- **STATED EXERCISE**:
Rewrite the items starting with the line containing "embankment and produce bounding box coordinates for each." and continuing through the line containing "[314,190,765,494]", swapping every "railcar" for "train car" and leaving everything else as it is.

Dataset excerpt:
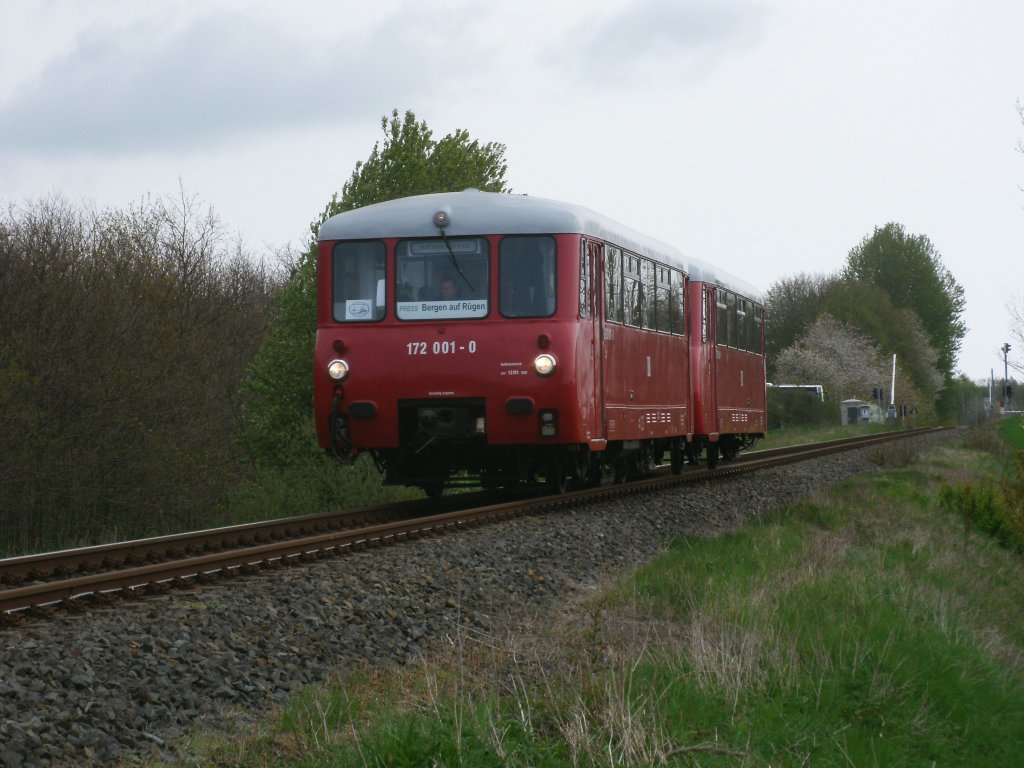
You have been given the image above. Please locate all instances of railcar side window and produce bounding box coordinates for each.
[331,241,385,323]
[580,240,591,318]
[604,246,623,323]
[654,264,672,331]
[669,269,686,335]
[725,292,739,347]
[623,253,644,328]
[640,259,656,328]
[498,236,556,317]
[716,288,729,346]
[394,238,490,321]
[733,296,751,352]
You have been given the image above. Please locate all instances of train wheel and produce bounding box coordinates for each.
[573,446,601,488]
[420,480,444,499]
[544,455,569,494]
[669,440,686,475]
[708,442,718,469]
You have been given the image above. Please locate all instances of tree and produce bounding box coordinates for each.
[843,222,967,380]
[765,274,943,402]
[0,194,270,554]
[243,110,509,466]
[1007,293,1024,373]
[310,110,510,231]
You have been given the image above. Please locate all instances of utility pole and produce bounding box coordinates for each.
[999,342,1013,411]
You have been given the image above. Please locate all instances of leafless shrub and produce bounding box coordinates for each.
[0,194,273,553]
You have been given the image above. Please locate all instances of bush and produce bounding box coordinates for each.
[768,387,837,429]
[939,475,1024,552]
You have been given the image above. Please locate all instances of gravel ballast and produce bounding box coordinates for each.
[0,432,953,767]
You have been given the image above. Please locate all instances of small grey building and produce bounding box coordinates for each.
[839,400,871,427]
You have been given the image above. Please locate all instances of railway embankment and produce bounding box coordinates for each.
[0,434,1007,765]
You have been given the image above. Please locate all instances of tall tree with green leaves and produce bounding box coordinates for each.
[843,222,967,381]
[242,110,510,466]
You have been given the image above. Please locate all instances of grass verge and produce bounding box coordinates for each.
[172,430,1024,766]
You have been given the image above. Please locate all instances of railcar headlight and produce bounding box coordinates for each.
[534,354,558,376]
[327,360,348,381]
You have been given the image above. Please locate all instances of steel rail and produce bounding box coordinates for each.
[0,429,946,613]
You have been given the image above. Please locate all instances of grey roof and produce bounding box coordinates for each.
[318,189,761,300]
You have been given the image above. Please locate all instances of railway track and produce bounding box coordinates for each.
[0,429,936,623]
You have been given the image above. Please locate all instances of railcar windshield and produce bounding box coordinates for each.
[332,241,385,323]
[394,238,490,321]
[498,236,556,317]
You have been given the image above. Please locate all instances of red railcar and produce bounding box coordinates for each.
[314,190,765,494]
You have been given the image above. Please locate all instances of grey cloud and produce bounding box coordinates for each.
[0,13,446,153]
[584,0,765,82]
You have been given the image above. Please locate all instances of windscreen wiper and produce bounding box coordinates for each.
[441,229,476,296]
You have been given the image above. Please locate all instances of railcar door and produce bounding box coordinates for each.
[690,283,718,440]
[580,241,605,450]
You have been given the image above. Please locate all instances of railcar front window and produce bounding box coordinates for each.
[394,238,490,321]
[498,236,556,317]
[332,241,386,323]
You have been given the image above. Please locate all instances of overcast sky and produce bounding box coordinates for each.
[0,0,1024,378]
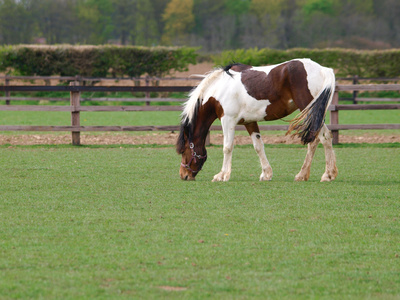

- **REPLY**:
You have been given the image above. Please locate all instances of railway embankment and produce bounding box coordinates for each.
[0,434,1007,765]
You have been given the image above. Please locate all instances of tall tree with green leaves and produce bounding box coordinates for each.
[843,222,967,381]
[242,110,510,466]
You have been given the image above. Please locate all instances of grass verge and produce bounding box coordinates for each.
[172,430,1024,766]
You have been given the image above. Please locate all instances of train car headlight and produce bounding box coordinates for each.
[534,354,558,376]
[327,360,348,381]
You have been given the image above. Please locate all instances of steel rail and produce bounding box coordinates for each.
[0,429,946,613]
You have been given the image above. Please locate all instances of grey roof and produce bounding box coordinates for each.
[318,189,761,300]
You have been given the image above. Please locate all instances of railway track and produce bounding box coordinates for each.
[0,429,936,623]
You have been given the image above. Please locate all instances of train car windshield and produce bounding box coordinates for each.
[332,241,385,323]
[394,238,490,321]
[498,236,556,317]
You have been given the image above. Please locate all instances of red train car and produce bounding box coordinates for each.
[314,190,765,494]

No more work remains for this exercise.